**DATA FOR PROCESSING**
════════════════

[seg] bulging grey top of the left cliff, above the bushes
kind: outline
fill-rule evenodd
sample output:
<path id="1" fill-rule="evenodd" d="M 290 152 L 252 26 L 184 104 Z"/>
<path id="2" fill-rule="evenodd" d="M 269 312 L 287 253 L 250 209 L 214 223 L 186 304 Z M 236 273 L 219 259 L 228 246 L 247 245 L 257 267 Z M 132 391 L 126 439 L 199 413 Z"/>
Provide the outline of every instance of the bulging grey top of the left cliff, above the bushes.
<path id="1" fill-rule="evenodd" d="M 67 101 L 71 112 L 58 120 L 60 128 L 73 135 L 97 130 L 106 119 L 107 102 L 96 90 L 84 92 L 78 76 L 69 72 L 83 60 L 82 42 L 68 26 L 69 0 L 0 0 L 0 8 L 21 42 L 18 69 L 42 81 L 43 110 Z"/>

════════════════

**WORK ITEM**
Reproduce the records above exactly as they appear.

**RESULT OF THIS TASK**
[seg] bulging grey top of the left cliff, above the bushes
kind: outline
fill-rule evenodd
sample output:
<path id="1" fill-rule="evenodd" d="M 290 152 L 252 26 L 184 104 Z"/>
<path id="2" fill-rule="evenodd" d="M 269 312 L 287 253 L 250 209 L 214 223 L 186 304 Z M 236 273 L 219 259 L 228 246 L 247 245 L 257 267 Z M 132 391 L 126 439 L 199 413 Z"/>
Provide the outline of every instance of the bulging grey top of the left cliff, above the bushes.
<path id="1" fill-rule="evenodd" d="M 67 101 L 71 112 L 58 120 L 60 128 L 73 135 L 97 130 L 106 119 L 107 102 L 96 90 L 84 92 L 78 76 L 69 72 L 83 60 L 82 42 L 68 26 L 69 0 L 0 0 L 0 8 L 21 42 L 18 69 L 42 81 L 43 110 Z"/>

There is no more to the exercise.